## Directive
Reproduce word for word the part of the 0W40 oil thread below that falls between "You bought Castrol" and "Both excellent oils.", inclusive.

# 0W40 whats the big whoop?



## Howitzur (Dec 24, 2009)

I bout 5 qts of Castrol 0W40 syn to change my oil for the first time in my 07 GLI... I was told by a few friends who are techs at VW afterwards that I am suppose to use 5W40... I bought the 0W40 for a few reasons: 1. I have read alot about people liking it and that isn't much difference then the 5W40; 2. I couldn't find any 5W40 syn at Autozone or Oreilies. I live in Texas and the temps in winter to summer range from (today) 25 degrees, to 110+ degrees... Did I screw the pooch by jumping the gun and buying 0W40???


----------



## pturner67 (Dec 27, 2002)

*Re: 0W40 whats the big whoop? (Howitzur)*

you didn't jump the gun at all...0w40 is just fine...and is 502 approved


----------



## tungub (Apr 7, 2007)

*Re: 0W40 whats the big whoop? (Howitzur)*

You bought Castrol SYNTEC in 0W40? That would be interesting given that it does not exist, at least according to Castrol's documentation:
http://www.castrol.com/castrol...06933
The only 0W40s that I know of off the top of my head are Mobil 1 and Red Line. Both excellent oils.
There should not be a problem running a 0W40 oil that meets VW502.
robert


----------



## Howitzur (Dec 24, 2009)

You know, It would be nice if I would ACTUALLY remember what I bought... Ya, its Mobil 1 0W40. Sorry! Good to hear gentlemen, I'm puttin that goop in tomorrow morning. Thanks!


----------

## Data segment
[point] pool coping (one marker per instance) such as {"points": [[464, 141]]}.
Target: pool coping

## Answer to this problem
You bought Castrol SYNTEC in 0W40? That would be interesting given that it does not exist, at least according to Castrol's documentation:
http://www.castrol.com/castrol...06933
The only 0W40s that I know of off the top of my head are Mobil 1 and Red Line. Both excellent oils.